## DATASET EXCERPTS:

-------

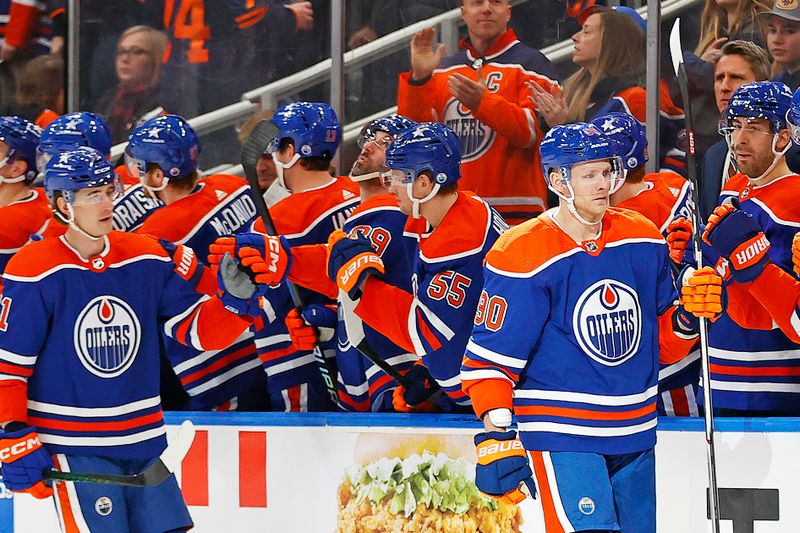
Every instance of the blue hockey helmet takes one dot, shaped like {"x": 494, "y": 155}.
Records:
{"x": 629, "y": 133}
{"x": 167, "y": 141}
{"x": 794, "y": 117}
{"x": 393, "y": 125}
{"x": 428, "y": 146}
{"x": 22, "y": 138}
{"x": 769, "y": 100}
{"x": 71, "y": 131}
{"x": 73, "y": 170}
{"x": 571, "y": 144}
{"x": 312, "y": 127}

-------

## INSTRUCTIONS FOR THE TASK:
An exact copy of the entries, without any pictures, is what the answer should be.

## EXERCISE OUTPUT:
Every instance of the blue hockey helmet takes one dot, shaped like {"x": 494, "y": 155}.
Records:
{"x": 629, "y": 133}
{"x": 167, "y": 141}
{"x": 794, "y": 117}
{"x": 393, "y": 125}
{"x": 428, "y": 146}
{"x": 22, "y": 138}
{"x": 769, "y": 100}
{"x": 71, "y": 131}
{"x": 73, "y": 170}
{"x": 571, "y": 144}
{"x": 312, "y": 127}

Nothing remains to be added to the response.